*Goal of the exercise*.
Although the entries contain pictures, your copy should hold only their exact text.

*** Given information Section Begins ***

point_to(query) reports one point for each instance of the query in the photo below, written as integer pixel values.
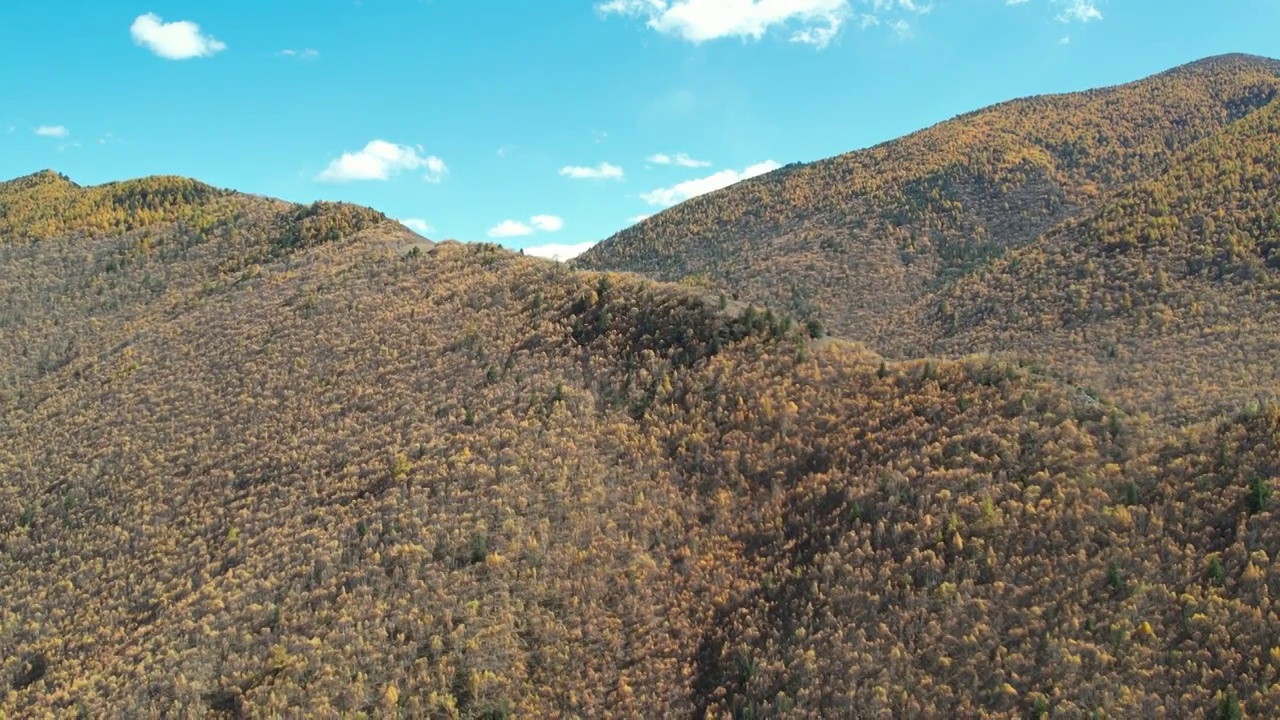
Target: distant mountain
(264, 459)
(862, 240)
(1164, 297)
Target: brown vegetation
(292, 470)
(931, 245)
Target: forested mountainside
(863, 240)
(1164, 299)
(348, 472)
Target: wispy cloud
(516, 228)
(812, 22)
(547, 223)
(700, 186)
(179, 40)
(379, 160)
(604, 171)
(677, 159)
(1078, 10)
(560, 251)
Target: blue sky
(544, 123)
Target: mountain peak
(1229, 60)
(39, 178)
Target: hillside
(862, 240)
(1165, 297)
(337, 473)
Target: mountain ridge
(862, 240)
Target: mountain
(1164, 297)
(862, 241)
(259, 458)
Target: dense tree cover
(369, 477)
(81, 261)
(862, 240)
(1164, 299)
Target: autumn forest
(983, 422)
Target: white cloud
(510, 228)
(698, 21)
(604, 171)
(700, 186)
(179, 40)
(677, 159)
(560, 251)
(416, 224)
(547, 223)
(379, 160)
(538, 223)
(1080, 10)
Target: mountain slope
(1164, 297)
(856, 238)
(460, 482)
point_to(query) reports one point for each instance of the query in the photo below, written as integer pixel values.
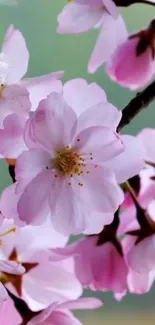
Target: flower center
(67, 162)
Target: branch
(136, 105)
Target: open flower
(43, 282)
(78, 171)
(81, 16)
(69, 165)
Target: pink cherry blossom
(60, 313)
(144, 136)
(65, 186)
(43, 282)
(9, 314)
(14, 58)
(14, 112)
(90, 103)
(138, 244)
(132, 64)
(99, 267)
(82, 16)
(95, 114)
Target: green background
(37, 19)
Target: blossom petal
(99, 191)
(34, 210)
(82, 303)
(68, 215)
(15, 54)
(80, 95)
(11, 267)
(11, 137)
(76, 18)
(28, 165)
(98, 144)
(123, 166)
(111, 34)
(14, 100)
(102, 114)
(3, 293)
(39, 88)
(144, 136)
(54, 114)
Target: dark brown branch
(136, 105)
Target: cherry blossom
(60, 313)
(14, 112)
(132, 64)
(44, 281)
(82, 16)
(98, 266)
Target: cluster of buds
(74, 173)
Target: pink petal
(112, 33)
(102, 114)
(80, 95)
(133, 73)
(43, 316)
(16, 55)
(82, 303)
(11, 267)
(9, 211)
(41, 289)
(35, 211)
(12, 317)
(111, 8)
(68, 215)
(90, 142)
(123, 166)
(76, 18)
(39, 88)
(53, 115)
(141, 257)
(3, 293)
(11, 137)
(99, 191)
(140, 283)
(14, 100)
(28, 165)
(144, 136)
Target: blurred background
(49, 52)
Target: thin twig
(136, 105)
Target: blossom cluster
(73, 173)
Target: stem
(136, 105)
(141, 214)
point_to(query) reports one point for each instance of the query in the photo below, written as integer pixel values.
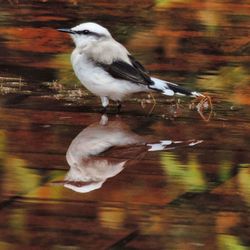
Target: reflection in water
(88, 172)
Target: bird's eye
(85, 32)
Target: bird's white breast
(98, 81)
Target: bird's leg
(154, 103)
(105, 103)
(119, 107)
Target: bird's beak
(66, 30)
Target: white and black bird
(108, 70)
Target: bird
(108, 70)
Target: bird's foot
(119, 107)
(144, 103)
(203, 104)
(104, 110)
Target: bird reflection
(89, 169)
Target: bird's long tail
(170, 89)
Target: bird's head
(87, 33)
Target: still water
(72, 178)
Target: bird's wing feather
(133, 72)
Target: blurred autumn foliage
(179, 40)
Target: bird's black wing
(123, 70)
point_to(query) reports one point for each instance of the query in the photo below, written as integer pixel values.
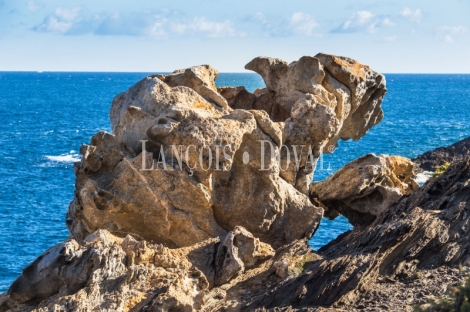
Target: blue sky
(400, 36)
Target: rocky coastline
(223, 225)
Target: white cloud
(412, 15)
(359, 21)
(61, 21)
(389, 38)
(450, 33)
(203, 26)
(302, 23)
(387, 22)
(34, 6)
(77, 21)
(298, 23)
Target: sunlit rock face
(211, 187)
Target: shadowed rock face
(237, 233)
(407, 252)
(302, 105)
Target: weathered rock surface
(194, 193)
(108, 273)
(237, 233)
(404, 254)
(365, 187)
(432, 159)
(239, 250)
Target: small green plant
(441, 169)
(458, 300)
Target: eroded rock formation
(196, 192)
(365, 187)
(154, 228)
(411, 252)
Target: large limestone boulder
(365, 187)
(113, 274)
(187, 161)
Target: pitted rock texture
(365, 187)
(409, 254)
(239, 251)
(108, 273)
(237, 234)
(192, 194)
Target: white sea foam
(422, 177)
(65, 158)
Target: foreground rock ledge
(203, 238)
(320, 100)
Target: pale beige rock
(182, 207)
(113, 274)
(367, 91)
(317, 91)
(365, 187)
(199, 78)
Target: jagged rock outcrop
(222, 225)
(405, 256)
(365, 187)
(113, 274)
(199, 146)
(437, 157)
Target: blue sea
(45, 117)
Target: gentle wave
(65, 158)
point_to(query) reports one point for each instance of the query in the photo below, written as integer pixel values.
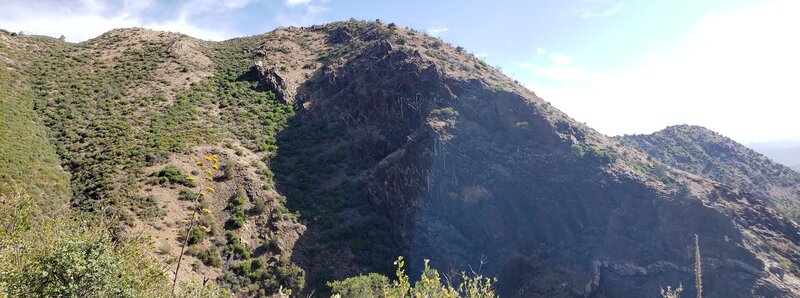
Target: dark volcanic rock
(704, 152)
(476, 177)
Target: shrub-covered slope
(304, 155)
(703, 152)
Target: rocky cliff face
(477, 174)
(386, 142)
(703, 152)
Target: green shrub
(236, 209)
(447, 113)
(430, 284)
(186, 195)
(209, 257)
(259, 206)
(173, 175)
(370, 285)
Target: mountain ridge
(364, 141)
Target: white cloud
(437, 31)
(85, 19)
(602, 13)
(292, 3)
(310, 15)
(736, 74)
(561, 59)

*** Given information Section Ends ***

*Written reply*.
point_to(query) reports one point for each instance of the query in the photo below, written as integer pixel values.
Target: distant mountain
(264, 459)
(862, 240)
(1164, 297)
Target: brown vegetation
(292, 470)
(931, 245)
Target: forested mountainside
(863, 240)
(1164, 299)
(348, 472)
Target: wispy cloud
(516, 228)
(812, 22)
(547, 223)
(700, 186)
(179, 40)
(379, 160)
(604, 171)
(677, 159)
(1078, 10)
(560, 251)
Target: blue sky
(544, 123)
Target: mountain peak
(1229, 60)
(39, 178)
Target: hillside
(862, 240)
(1165, 297)
(337, 473)
Target: mountain ridge
(862, 240)
Target: mountain
(1164, 297)
(862, 241)
(259, 458)
Target: dense tree cover
(369, 477)
(81, 261)
(862, 240)
(1164, 299)
Target: autumn forest
(983, 422)
Target: white cloud
(510, 228)
(698, 21)
(604, 171)
(700, 186)
(179, 40)
(677, 159)
(560, 251)
(416, 224)
(547, 223)
(379, 160)
(538, 223)
(1080, 10)
Target: mountain slope
(1164, 297)
(856, 238)
(460, 482)
point_to(query) reports one point for each instance of the query in the photo below, written as integer pixel values.
Target: flower center
(67, 162)
Target: branch
(136, 105)
Target: open flower
(43, 282)
(78, 171)
(81, 16)
(69, 165)
Target: pink cherry blossom
(60, 313)
(144, 136)
(65, 186)
(43, 282)
(9, 314)
(14, 58)
(14, 112)
(90, 103)
(138, 244)
(132, 64)
(99, 267)
(82, 16)
(95, 114)
Target: green background
(37, 19)
Target: blossom petal
(99, 191)
(34, 210)
(82, 303)
(68, 215)
(15, 54)
(80, 95)
(11, 267)
(11, 137)
(76, 18)
(28, 165)
(98, 144)
(123, 166)
(111, 34)
(14, 100)
(102, 114)
(3, 293)
(39, 88)
(144, 136)
(54, 114)
Target: dark brown branch
(136, 105)
Target: cherry blossom
(60, 313)
(14, 112)
(132, 64)
(44, 281)
(82, 16)
(98, 266)
Target: cluster of buds
(74, 173)
Target: pink petal
(112, 33)
(102, 114)
(80, 95)
(133, 73)
(43, 316)
(16, 55)
(82, 303)
(11, 267)
(9, 211)
(41, 289)
(35, 211)
(12, 317)
(111, 8)
(68, 215)
(90, 142)
(123, 166)
(76, 18)
(39, 88)
(53, 115)
(141, 257)
(3, 293)
(11, 137)
(99, 191)
(140, 283)
(14, 100)
(28, 165)
(144, 136)
Target: blurred background
(49, 52)
Target: thin twig
(136, 105)
Target: blossom cluster
(73, 173)
Target: stem
(136, 105)
(141, 214)
point_to(query) reports one point for each instance of the query in the photo below, written as integer pixel values.
Target: reflection in water
(88, 172)
Target: bird's eye
(85, 32)
Target: bird's white breast
(98, 81)
Target: bird's leg
(154, 103)
(105, 103)
(119, 107)
Target: bird's beak
(66, 30)
Target: white and black bird
(108, 70)
Target: bird
(108, 70)
Target: bird's foot
(119, 107)
(144, 103)
(203, 104)
(104, 110)
Target: bird reflection
(89, 169)
Target: bird's long tail
(170, 89)
Target: bird's head
(87, 33)
Target: still water
(72, 178)
Target: bird's wing feather
(133, 72)
Target: blurred autumn foliage
(179, 40)
Target: bird's black wing
(123, 70)
point_to(query) reports one point for each instance of the query in the photo below, written as integer pixel values.
Target: blue sky
(400, 36)
Target: rocky coastline
(223, 225)
Target: white cloud
(412, 15)
(359, 21)
(61, 21)
(389, 38)
(450, 33)
(203, 26)
(302, 23)
(387, 22)
(34, 6)
(77, 21)
(298, 23)
Target: sunlit rock face
(211, 187)
Target: shadowed rock face
(237, 233)
(407, 252)
(302, 105)
Target: weathered rock surface
(194, 193)
(108, 273)
(237, 233)
(404, 254)
(365, 187)
(432, 159)
(239, 250)
Target: small green plant
(441, 169)
(458, 300)
Target: eroded rock formation
(196, 192)
(365, 187)
(154, 228)
(411, 252)
Target: large limestone boulder
(365, 187)
(113, 274)
(187, 161)
Target: pitted rock texture
(365, 187)
(409, 254)
(239, 251)
(108, 273)
(237, 234)
(192, 194)
Target: white sea foam
(422, 177)
(65, 158)
Target: foreground rock ledge
(203, 238)
(320, 100)
Target: pale beige rock
(182, 207)
(113, 274)
(367, 91)
(317, 91)
(365, 187)
(199, 78)
Target: jagged rock outcrop
(222, 225)
(405, 256)
(365, 187)
(113, 274)
(199, 146)
(437, 157)
Target: blue sea
(45, 117)
Target: gentle wave
(65, 158)
point_to(query) reports one point for each instance of the query in the photo below, written as integer pixel values.
Target: dark volcanic rock
(704, 152)
(476, 177)
Target: shrub-covered slope
(304, 155)
(703, 152)
Target: rocky cliff face
(477, 174)
(386, 142)
(703, 152)
Target: green shrub
(236, 209)
(447, 113)
(430, 284)
(186, 195)
(209, 257)
(259, 206)
(173, 175)
(370, 285)
Target: mountain ridge
(364, 141)
Target: white cloud
(437, 31)
(85, 19)
(602, 13)
(292, 3)
(310, 15)
(736, 74)
(561, 59)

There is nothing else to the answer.